▶ What you have to do
Present the data once more in exactly its original form.

### Input rows

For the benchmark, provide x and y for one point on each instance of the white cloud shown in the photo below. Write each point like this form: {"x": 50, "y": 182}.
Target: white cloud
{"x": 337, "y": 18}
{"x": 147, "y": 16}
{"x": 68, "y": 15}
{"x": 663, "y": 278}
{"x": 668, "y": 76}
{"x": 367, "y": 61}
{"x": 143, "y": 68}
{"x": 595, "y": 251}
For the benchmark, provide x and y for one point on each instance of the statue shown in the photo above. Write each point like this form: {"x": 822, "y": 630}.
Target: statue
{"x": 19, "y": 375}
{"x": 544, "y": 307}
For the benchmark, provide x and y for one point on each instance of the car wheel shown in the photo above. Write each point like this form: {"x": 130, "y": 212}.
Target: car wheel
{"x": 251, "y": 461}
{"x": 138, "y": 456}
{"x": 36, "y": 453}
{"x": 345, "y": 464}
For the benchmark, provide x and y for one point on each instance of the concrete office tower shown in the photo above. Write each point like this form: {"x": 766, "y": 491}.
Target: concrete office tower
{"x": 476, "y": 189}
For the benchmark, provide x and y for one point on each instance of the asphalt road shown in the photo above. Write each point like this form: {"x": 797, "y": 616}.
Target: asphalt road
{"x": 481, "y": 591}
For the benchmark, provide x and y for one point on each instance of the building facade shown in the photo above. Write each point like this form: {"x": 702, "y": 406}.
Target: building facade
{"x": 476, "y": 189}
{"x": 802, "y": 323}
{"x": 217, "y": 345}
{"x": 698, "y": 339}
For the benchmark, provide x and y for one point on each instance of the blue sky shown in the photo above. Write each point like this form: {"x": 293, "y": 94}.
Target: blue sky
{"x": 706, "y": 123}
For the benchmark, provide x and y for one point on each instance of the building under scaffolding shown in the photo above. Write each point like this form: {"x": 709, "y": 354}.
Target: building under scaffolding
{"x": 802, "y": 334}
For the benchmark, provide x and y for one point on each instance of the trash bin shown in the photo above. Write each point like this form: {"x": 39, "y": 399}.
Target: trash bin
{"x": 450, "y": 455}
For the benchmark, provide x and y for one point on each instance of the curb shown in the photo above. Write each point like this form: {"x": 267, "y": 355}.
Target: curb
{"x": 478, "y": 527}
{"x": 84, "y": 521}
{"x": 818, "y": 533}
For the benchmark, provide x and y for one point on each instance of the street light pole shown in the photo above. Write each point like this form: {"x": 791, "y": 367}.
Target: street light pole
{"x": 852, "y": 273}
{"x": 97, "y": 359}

######

▶ Full output
For the benchmark, provide x and y for one point on each instance of the white cloud shown in the photo below. Write each point like this form: {"x": 50, "y": 182}.
Target: white cloud
{"x": 337, "y": 18}
{"x": 147, "y": 16}
{"x": 68, "y": 15}
{"x": 663, "y": 278}
{"x": 668, "y": 76}
{"x": 367, "y": 61}
{"x": 143, "y": 68}
{"x": 595, "y": 251}
For the benchmark, provide x and y for one point on each instance of the statue shown in the photo above. Write each point like this form: {"x": 822, "y": 630}.
Target: statue
{"x": 19, "y": 375}
{"x": 544, "y": 307}
For the benchmark, provide x and y for one point on each instance of the car wheel shown in the photo above. Write each point like this form: {"x": 130, "y": 212}.
Target: car wheel
{"x": 251, "y": 461}
{"x": 138, "y": 456}
{"x": 36, "y": 453}
{"x": 345, "y": 464}
For the benchmark, provide x and y for one point on each instance of the concrete office tower shown in the photo above. Write each point like this form: {"x": 766, "y": 491}.
Target: concrete office tower
{"x": 476, "y": 189}
For the benchmark, provide x and y for one point on each instance of the asphalt road shown in the photo above. Write each point like this form: {"x": 797, "y": 616}.
Target: asphalt road
{"x": 481, "y": 591}
For the benchmark, provide x and y for one point on each instance of the building facade shown in the photo above. Write each point like this form: {"x": 702, "y": 406}.
Target: building facade
{"x": 476, "y": 189}
{"x": 802, "y": 323}
{"x": 217, "y": 345}
{"x": 698, "y": 339}
For the benchmark, provide x and y for one point on each instance of the blue sky shown in the photo above. Write each point like this form: {"x": 293, "y": 94}.
Target: blue sky
{"x": 706, "y": 123}
For the benchmark, provide x and y for one point on each instance of the building under scaffolding shown in the photo above. Write each point like this form: {"x": 709, "y": 354}.
Target: building under scaffolding
{"x": 802, "y": 334}
For the benchmark, provide x and y for one point on each instance of the trash bin shown in the photo above. Write each point like this form: {"x": 39, "y": 399}.
Target: trash bin
{"x": 450, "y": 455}
For the benchmark, provide x and y for one point on each instance of the curb shown in the photo above. Write each point like this form: {"x": 267, "y": 355}.
Target: curb
{"x": 478, "y": 527}
{"x": 84, "y": 521}
{"x": 818, "y": 533}
For the benchmark, provide x and y for one point on each instance of the street light pole shown in the photo above. Write each point like this form: {"x": 791, "y": 367}.
Target: street light pole
{"x": 852, "y": 273}
{"x": 97, "y": 359}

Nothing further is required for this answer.